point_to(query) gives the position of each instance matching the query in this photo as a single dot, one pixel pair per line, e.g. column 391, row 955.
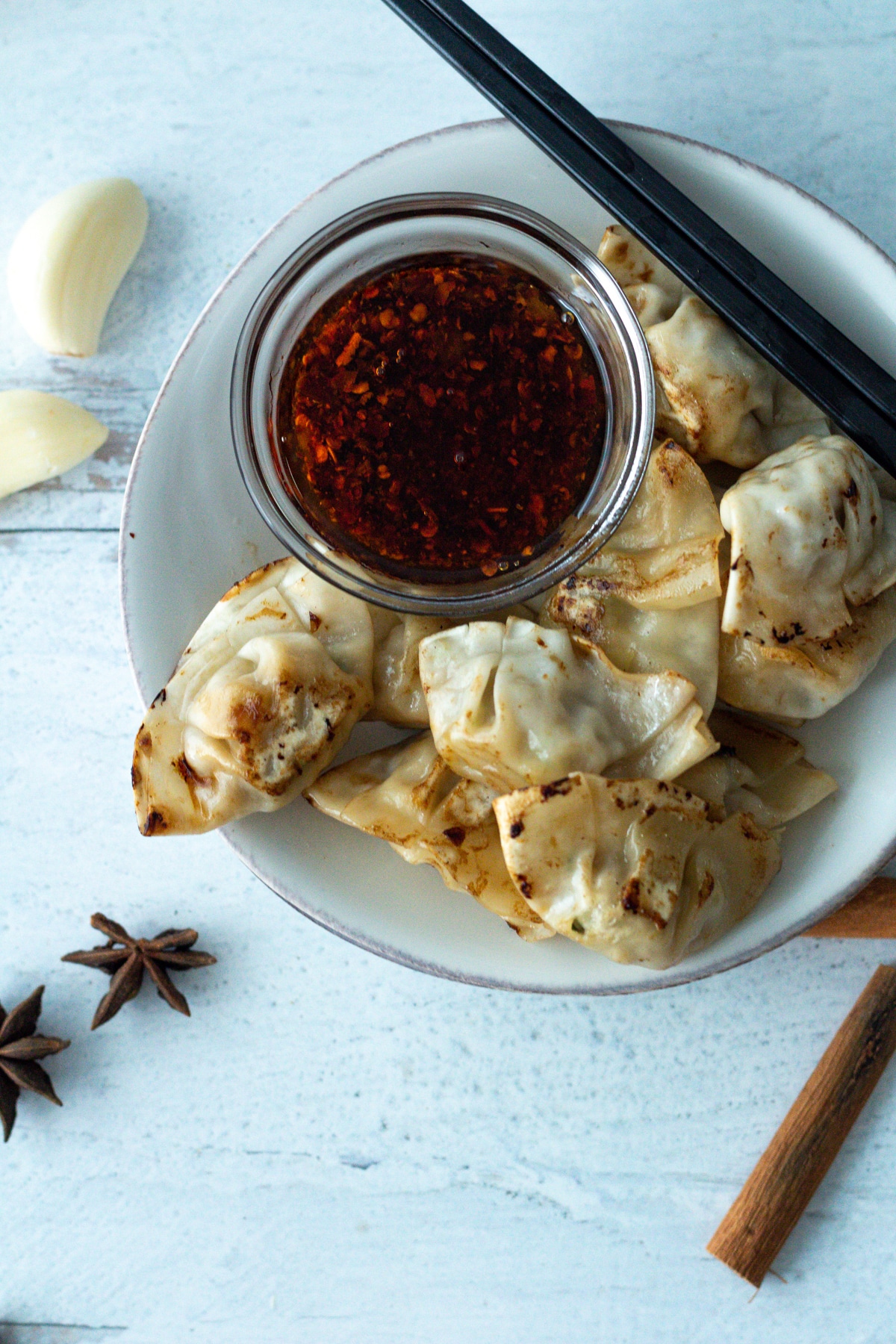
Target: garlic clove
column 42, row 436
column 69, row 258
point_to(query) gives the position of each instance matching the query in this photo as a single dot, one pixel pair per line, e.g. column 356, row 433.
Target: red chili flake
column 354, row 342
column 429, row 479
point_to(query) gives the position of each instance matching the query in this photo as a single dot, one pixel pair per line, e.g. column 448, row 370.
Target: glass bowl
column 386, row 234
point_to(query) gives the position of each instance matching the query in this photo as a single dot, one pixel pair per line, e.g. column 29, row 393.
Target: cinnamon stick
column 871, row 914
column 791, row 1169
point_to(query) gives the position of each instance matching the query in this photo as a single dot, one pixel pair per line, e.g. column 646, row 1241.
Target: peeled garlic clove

○ ○ ○ ○

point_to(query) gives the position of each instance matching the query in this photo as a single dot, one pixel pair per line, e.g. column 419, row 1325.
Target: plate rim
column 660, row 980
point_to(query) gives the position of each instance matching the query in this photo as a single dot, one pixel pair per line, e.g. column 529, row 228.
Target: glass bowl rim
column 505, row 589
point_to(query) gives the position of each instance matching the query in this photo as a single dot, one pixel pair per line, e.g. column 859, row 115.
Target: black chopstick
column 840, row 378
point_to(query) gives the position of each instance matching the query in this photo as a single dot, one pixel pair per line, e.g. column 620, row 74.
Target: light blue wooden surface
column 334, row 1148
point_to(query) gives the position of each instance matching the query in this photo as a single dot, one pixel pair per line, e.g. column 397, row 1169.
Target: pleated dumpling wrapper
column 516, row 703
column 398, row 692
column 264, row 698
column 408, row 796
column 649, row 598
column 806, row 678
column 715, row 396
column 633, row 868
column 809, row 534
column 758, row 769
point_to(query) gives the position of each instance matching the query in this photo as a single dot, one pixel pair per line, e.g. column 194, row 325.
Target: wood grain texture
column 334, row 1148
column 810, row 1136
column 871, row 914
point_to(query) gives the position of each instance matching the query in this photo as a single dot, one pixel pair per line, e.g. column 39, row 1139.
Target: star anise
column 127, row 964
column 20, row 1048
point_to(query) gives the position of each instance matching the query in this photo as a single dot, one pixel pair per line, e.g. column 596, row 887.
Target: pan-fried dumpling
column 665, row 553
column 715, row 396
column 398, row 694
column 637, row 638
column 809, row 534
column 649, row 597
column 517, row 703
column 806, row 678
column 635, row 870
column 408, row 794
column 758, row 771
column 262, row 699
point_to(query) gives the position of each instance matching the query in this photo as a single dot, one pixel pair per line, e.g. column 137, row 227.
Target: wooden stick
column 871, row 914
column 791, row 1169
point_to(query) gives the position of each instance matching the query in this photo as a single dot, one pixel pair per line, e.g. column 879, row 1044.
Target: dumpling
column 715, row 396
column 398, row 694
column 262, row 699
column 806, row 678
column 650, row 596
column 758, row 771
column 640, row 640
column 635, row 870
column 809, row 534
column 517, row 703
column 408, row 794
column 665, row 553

○ ○ ○ ○

:: Aim of the exercise ::
Can you retype, word for word, only the stretch of material above running from the line containing "356, row 433." through the line containing "Target: peeled garlic clove", with both of those lines included?

:: Solution to this task ::
point_to(query) gives the position of each instance matching the query in this photo as a single dot, one pixel pair per line, e.g. column 356, row 433.
Target: red chili flake
column 354, row 342
column 429, row 479
point_to(query) gives the position of each instance matching the query in this photo as a single dot, one pixel pair per line, e.g. column 448, row 370.
Target: glass bowl
column 386, row 234
point_to(query) gives the position of each instance matching the query in this photo as a single dot, one pixel pair per line, e.g. column 29, row 393.
Target: cinnamon stick
column 871, row 914
column 791, row 1169
point_to(query) gives the position of each instance matching the query in this photo as a single dot, one pixel pair per line, e.g. column 646, row 1241.
Target: peeled garlic clove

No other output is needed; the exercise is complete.